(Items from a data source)
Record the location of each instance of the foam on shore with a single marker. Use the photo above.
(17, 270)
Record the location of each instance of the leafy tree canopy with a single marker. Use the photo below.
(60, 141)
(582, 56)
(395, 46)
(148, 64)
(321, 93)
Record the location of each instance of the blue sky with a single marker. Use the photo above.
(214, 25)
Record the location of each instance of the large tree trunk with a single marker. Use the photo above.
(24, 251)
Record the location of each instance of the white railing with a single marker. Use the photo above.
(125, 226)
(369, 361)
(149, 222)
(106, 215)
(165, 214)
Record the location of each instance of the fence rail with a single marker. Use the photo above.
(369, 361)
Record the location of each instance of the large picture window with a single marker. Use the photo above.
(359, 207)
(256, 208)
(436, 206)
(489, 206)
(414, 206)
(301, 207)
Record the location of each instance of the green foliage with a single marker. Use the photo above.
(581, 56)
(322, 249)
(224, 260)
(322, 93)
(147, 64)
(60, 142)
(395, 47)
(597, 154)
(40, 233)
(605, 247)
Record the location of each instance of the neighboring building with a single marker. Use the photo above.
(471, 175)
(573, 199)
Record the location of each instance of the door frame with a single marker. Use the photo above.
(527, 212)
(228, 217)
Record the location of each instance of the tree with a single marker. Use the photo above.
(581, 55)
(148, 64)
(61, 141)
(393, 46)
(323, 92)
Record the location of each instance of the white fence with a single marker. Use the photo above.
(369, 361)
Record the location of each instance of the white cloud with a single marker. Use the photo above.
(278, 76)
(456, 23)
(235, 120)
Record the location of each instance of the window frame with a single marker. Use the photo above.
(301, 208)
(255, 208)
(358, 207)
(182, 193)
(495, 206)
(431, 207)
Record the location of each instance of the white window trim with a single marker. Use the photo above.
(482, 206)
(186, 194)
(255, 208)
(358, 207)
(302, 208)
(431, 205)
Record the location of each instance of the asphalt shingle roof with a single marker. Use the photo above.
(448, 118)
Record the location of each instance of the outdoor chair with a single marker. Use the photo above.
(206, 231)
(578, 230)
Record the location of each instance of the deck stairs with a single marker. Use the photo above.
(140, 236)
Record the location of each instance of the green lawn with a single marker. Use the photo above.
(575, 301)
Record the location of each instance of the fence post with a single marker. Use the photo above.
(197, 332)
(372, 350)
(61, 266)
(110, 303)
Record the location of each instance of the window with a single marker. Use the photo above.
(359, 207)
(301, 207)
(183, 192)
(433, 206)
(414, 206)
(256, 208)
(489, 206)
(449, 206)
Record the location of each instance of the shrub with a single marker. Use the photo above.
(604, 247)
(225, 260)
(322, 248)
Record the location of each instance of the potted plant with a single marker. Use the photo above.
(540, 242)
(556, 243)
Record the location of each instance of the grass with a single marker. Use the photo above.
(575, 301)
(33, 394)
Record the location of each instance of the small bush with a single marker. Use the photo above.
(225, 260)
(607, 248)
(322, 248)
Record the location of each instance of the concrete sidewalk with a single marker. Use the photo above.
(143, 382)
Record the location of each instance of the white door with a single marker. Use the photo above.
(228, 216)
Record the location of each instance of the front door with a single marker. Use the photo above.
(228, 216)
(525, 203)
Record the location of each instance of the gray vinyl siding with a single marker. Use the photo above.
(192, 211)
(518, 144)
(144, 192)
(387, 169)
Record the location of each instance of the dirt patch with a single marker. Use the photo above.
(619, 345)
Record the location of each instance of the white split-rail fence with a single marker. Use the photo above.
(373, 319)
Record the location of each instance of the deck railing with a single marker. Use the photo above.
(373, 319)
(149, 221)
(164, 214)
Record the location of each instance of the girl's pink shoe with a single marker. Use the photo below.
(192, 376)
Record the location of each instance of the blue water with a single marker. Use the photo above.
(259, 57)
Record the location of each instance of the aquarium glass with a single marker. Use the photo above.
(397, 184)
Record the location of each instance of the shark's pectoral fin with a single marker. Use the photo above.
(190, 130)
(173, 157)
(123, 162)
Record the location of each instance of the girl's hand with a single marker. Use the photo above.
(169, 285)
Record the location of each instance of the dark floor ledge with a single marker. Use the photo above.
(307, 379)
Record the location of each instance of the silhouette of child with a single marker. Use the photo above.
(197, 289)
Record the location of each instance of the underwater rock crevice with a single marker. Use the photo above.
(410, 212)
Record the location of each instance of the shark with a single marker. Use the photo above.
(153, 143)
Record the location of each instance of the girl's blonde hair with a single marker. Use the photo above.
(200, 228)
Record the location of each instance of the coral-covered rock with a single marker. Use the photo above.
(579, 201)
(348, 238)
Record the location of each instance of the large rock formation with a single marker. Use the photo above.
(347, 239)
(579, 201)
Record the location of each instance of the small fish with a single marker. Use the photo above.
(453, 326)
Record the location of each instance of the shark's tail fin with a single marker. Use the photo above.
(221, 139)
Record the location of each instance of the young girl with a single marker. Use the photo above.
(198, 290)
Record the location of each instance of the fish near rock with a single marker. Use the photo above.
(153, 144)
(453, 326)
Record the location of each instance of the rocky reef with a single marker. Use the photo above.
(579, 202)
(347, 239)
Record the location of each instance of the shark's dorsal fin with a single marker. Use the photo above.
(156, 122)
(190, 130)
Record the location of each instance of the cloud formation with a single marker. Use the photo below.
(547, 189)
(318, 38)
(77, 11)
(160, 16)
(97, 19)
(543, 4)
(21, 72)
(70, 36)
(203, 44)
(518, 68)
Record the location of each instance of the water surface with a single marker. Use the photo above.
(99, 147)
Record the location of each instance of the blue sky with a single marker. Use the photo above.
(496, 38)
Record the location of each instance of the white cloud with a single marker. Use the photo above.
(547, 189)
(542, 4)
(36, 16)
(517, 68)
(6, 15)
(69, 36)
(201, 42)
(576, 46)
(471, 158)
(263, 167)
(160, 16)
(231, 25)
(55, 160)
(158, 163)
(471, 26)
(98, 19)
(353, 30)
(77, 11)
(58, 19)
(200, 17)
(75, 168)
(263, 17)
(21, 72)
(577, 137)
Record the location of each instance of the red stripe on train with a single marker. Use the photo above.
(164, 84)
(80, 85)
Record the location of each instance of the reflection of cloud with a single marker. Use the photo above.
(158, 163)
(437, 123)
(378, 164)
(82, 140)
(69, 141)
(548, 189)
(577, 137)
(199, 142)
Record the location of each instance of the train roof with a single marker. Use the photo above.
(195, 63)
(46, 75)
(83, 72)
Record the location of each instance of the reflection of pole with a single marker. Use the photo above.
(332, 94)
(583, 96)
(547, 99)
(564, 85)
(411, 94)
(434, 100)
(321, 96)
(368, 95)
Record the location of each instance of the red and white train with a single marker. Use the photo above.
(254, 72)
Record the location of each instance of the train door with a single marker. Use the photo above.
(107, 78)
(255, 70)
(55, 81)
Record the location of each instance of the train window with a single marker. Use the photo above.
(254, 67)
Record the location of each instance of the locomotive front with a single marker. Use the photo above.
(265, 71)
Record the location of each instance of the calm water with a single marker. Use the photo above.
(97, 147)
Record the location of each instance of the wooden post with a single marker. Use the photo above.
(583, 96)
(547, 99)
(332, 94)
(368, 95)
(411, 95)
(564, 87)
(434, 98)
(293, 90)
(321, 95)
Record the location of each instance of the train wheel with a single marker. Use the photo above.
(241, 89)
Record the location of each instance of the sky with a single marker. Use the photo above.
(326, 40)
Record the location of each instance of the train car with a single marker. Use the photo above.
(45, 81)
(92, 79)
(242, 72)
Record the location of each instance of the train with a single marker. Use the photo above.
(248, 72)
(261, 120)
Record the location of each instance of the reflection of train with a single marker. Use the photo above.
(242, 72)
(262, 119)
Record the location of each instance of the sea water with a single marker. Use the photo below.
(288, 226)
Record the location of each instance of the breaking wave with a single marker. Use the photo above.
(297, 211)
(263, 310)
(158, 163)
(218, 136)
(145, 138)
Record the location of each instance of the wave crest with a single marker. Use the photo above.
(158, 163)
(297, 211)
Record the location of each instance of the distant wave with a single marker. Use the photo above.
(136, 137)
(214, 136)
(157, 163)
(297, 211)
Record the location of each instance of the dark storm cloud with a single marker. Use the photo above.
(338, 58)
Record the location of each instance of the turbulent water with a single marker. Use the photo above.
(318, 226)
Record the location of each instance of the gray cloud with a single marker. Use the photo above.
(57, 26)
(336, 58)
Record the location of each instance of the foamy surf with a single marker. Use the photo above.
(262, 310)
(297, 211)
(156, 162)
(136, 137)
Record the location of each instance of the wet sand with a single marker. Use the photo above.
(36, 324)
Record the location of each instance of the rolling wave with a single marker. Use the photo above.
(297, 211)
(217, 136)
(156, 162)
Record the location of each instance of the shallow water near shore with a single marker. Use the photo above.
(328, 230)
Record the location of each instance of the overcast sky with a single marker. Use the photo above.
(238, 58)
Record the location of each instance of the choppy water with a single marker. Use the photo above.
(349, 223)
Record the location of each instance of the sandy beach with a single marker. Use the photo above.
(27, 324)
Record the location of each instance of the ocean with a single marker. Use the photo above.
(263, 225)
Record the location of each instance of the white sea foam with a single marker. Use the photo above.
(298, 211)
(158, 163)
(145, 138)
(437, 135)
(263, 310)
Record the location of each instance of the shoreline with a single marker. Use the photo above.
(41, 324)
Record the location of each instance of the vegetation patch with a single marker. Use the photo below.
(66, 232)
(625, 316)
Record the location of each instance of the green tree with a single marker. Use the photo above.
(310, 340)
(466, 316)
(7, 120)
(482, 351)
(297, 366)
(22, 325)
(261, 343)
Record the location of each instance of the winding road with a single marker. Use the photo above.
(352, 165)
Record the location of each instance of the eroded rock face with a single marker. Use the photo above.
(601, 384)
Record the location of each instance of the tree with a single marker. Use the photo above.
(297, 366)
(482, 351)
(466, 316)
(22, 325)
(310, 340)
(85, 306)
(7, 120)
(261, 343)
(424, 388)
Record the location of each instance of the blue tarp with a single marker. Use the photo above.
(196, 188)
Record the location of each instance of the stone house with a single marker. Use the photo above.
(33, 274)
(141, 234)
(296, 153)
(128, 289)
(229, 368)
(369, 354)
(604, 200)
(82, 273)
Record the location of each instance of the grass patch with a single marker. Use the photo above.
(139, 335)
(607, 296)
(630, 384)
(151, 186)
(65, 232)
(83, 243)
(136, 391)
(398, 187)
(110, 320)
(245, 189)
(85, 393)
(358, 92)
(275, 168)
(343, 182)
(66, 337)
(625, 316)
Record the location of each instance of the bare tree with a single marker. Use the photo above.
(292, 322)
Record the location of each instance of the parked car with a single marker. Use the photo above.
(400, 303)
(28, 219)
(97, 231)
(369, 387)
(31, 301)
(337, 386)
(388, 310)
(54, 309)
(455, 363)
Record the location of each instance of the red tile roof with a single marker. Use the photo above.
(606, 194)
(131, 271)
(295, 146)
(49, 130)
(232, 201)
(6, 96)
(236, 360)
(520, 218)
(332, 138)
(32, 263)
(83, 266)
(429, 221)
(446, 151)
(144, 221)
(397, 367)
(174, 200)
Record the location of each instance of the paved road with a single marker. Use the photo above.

Given exercise: From the line containing "Record the location of each instance of the winding" to the last line of the material, please quote every line exactly and only those.

Answer to the task:
Record the location of each instance of the winding road with a single marker. Use the photo above.
(352, 165)
Record the location of each instance of the eroded rock face with a single marker. Use the photo above.
(601, 384)
Record the location of each instance of the tree with a single marker. Use the photo above.
(297, 366)
(482, 351)
(466, 316)
(22, 325)
(310, 340)
(85, 306)
(7, 120)
(261, 343)
(424, 388)
Record the location of each instance of the blue tarp with a single marker. Use the photo above.
(196, 188)
Record the location of each instance of the stone house with a single marker. Use the photo above.
(33, 274)
(141, 234)
(296, 153)
(128, 289)
(229, 368)
(369, 354)
(604, 200)
(82, 273)
Record the location of each instance of the grass patch with a single marker. Use the photo above.
(139, 335)
(607, 296)
(630, 384)
(151, 186)
(65, 232)
(83, 243)
(136, 391)
(398, 187)
(110, 320)
(245, 189)
(85, 393)
(358, 92)
(275, 168)
(343, 182)
(66, 337)
(625, 316)
Record the location of each instance of the bare tree with a single marker. Use the photo above.
(292, 322)
Record the location of each instance of the parked car with a single marker. Use the photo above.
(400, 303)
(28, 219)
(97, 231)
(369, 387)
(31, 301)
(337, 386)
(388, 310)
(54, 309)
(455, 363)
Record the location of each instance of the red tile roof with a single marker. Use the photo above.
(606, 194)
(131, 271)
(295, 146)
(49, 130)
(232, 201)
(6, 96)
(236, 360)
(520, 218)
(332, 138)
(32, 263)
(83, 266)
(429, 221)
(446, 151)
(144, 221)
(397, 367)
(174, 200)
Record the location of each instance of the paved road with a single marker. Use the photo above.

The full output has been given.